Excerpted records
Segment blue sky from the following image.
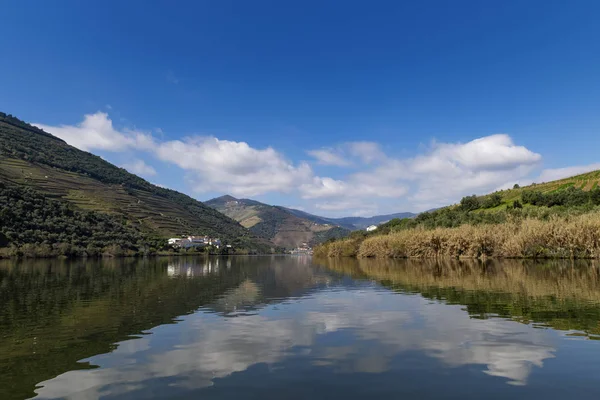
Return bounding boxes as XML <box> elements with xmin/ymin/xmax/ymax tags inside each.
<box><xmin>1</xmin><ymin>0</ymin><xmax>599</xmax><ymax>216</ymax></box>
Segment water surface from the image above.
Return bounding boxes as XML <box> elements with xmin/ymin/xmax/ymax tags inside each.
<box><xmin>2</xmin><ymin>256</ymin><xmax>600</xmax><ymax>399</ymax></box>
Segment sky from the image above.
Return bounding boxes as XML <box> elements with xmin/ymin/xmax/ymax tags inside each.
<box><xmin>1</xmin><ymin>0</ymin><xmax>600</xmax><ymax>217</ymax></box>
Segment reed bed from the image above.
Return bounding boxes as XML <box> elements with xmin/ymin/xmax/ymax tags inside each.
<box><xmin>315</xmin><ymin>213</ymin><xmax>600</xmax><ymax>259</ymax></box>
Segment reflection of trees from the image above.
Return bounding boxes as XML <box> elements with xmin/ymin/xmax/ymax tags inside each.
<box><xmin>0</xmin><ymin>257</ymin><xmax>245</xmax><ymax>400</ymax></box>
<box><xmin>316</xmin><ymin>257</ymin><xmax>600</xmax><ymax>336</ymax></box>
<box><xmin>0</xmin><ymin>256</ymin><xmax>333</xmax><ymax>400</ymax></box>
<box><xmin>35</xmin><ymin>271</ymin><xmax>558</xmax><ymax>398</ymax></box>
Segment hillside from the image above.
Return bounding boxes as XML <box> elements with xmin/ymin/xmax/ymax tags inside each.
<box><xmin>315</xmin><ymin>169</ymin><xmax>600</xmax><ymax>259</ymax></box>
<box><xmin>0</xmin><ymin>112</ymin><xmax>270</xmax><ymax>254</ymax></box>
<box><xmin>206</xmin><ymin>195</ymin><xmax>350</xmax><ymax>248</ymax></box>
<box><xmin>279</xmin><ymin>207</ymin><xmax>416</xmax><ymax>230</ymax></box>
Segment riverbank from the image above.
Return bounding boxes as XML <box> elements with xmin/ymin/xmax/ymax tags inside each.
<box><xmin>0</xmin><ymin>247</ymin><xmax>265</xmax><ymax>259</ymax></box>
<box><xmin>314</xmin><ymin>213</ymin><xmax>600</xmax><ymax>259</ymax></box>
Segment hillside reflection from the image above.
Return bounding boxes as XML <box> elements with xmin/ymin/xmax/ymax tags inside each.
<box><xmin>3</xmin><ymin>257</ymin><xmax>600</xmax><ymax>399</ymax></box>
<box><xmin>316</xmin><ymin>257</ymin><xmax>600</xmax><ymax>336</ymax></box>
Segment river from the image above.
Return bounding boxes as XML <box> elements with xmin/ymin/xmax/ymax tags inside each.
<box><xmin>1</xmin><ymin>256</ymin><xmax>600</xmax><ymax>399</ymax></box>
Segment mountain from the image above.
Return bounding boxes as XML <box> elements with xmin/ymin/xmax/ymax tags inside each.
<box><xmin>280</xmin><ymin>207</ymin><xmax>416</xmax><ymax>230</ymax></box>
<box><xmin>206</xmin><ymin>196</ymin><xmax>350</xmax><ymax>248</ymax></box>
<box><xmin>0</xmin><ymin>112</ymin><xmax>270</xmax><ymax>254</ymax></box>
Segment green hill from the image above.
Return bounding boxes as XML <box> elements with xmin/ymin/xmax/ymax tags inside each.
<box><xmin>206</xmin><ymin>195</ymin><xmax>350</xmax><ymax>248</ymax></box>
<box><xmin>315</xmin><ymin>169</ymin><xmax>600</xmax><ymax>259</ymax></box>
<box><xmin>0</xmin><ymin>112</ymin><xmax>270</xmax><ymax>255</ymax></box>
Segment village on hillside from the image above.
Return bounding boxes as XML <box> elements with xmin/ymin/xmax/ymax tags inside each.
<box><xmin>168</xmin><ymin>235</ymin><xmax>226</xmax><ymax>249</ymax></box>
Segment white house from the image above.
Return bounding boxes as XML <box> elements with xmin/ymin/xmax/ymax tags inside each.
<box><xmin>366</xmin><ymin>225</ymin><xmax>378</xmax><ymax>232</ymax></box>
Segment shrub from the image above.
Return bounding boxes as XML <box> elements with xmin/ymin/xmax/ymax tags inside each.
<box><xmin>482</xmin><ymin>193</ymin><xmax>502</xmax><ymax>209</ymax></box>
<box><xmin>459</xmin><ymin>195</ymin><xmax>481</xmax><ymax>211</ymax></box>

Exercise aim
The required result is the entries above, printed exactly from the first line through the line with "Segment sky from the image above.", pictures excluded.

Response
Segment blue sky from the following image.
Return bounding boxes as XML <box> elements with xmin/ymin/xmax/ymax tags inside each.
<box><xmin>1</xmin><ymin>0</ymin><xmax>599</xmax><ymax>216</ymax></box>
Segment water surface from the image above.
Return bounding boxes as XML <box> elements with xmin/ymin/xmax/ymax tags inside each.
<box><xmin>2</xmin><ymin>256</ymin><xmax>600</xmax><ymax>399</ymax></box>
Segment sky from the image above.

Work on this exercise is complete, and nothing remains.